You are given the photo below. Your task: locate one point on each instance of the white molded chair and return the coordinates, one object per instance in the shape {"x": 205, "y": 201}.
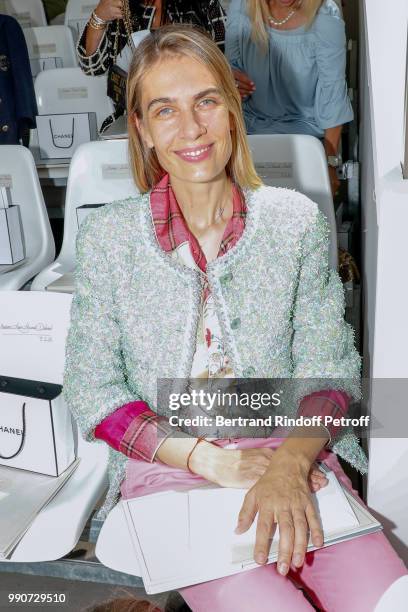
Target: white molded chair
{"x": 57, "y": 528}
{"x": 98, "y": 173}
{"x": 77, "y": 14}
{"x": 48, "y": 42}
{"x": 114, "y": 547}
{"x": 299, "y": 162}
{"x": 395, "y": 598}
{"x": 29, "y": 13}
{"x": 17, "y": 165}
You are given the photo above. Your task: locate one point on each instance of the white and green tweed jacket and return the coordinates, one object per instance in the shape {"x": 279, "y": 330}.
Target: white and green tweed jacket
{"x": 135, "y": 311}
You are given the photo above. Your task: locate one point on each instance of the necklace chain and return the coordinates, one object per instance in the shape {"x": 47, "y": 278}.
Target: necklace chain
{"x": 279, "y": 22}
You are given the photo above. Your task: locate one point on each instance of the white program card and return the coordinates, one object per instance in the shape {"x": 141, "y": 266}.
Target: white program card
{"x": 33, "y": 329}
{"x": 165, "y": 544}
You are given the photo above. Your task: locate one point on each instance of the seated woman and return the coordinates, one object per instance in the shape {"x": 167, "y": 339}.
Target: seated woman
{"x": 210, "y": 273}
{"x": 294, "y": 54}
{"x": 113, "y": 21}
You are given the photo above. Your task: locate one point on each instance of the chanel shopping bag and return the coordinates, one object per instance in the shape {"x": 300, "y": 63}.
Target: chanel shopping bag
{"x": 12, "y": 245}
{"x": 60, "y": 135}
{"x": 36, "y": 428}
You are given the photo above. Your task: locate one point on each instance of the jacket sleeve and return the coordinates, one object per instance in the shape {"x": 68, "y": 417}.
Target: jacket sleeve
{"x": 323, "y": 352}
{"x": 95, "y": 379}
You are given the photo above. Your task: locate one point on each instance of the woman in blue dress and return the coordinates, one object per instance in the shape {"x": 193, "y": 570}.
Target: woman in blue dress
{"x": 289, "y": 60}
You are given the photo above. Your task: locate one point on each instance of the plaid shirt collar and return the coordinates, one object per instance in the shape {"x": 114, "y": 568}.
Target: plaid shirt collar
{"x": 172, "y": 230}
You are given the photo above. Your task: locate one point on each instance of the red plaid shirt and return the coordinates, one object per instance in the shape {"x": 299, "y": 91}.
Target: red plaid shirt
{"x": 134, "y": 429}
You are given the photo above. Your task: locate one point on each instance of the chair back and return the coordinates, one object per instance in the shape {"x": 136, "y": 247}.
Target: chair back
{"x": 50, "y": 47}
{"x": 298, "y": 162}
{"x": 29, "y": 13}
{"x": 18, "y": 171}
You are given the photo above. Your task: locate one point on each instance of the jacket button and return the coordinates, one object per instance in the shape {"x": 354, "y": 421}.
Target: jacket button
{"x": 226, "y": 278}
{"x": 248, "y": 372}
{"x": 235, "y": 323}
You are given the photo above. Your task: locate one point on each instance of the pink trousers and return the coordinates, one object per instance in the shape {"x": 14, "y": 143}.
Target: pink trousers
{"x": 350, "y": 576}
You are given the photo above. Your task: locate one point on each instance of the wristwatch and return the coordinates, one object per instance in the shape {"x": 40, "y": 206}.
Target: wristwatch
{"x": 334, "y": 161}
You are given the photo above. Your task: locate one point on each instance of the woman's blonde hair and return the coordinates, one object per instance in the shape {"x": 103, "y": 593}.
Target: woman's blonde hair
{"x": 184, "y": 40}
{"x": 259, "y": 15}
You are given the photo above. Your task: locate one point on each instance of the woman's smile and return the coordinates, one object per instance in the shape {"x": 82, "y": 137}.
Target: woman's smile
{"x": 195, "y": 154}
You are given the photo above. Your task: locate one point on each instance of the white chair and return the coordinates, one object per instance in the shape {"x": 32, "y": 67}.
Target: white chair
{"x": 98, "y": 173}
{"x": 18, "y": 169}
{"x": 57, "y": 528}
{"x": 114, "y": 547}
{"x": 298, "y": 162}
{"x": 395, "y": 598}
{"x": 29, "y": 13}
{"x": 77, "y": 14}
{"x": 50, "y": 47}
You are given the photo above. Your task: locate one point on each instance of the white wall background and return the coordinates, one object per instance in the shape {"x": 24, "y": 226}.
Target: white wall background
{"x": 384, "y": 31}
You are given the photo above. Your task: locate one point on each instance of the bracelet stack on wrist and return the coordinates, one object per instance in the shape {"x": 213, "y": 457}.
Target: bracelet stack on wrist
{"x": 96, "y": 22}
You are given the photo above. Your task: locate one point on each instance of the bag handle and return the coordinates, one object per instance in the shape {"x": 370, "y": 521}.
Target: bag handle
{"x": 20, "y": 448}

============================================================

What to work on - Repeat exactly the lines from the line containing "the white chair" through the end of the listing above; both boundary lines are part of the output.

Result -
You are given the photo above. Your task: locate one point on each instance of the white chair and return the coordinates, one object per instance in the shape {"x": 32, "y": 67}.
Target: white chair
{"x": 98, "y": 173}
{"x": 18, "y": 169}
{"x": 57, "y": 528}
{"x": 114, "y": 547}
{"x": 298, "y": 162}
{"x": 395, "y": 598}
{"x": 29, "y": 13}
{"x": 77, "y": 14}
{"x": 50, "y": 47}
You are given the photo above. Your task: locate one point on each instance of the white wall background and return the coordinates, one object per instance in the shape {"x": 24, "y": 226}.
Target: white wall background
{"x": 384, "y": 31}
You are given the photo above. Your task: locate one point on each instance of the bracelet stack on wrist and return the coordinates, one object per instance in the shape {"x": 213, "y": 457}.
Target: bracelet stack on wrist
{"x": 96, "y": 22}
You are given the photo above. Your task: locate one point on each instance of the bag handle and return the coordinates, one object per instance in the shape {"x": 370, "y": 521}.
Target: bag handle
{"x": 20, "y": 448}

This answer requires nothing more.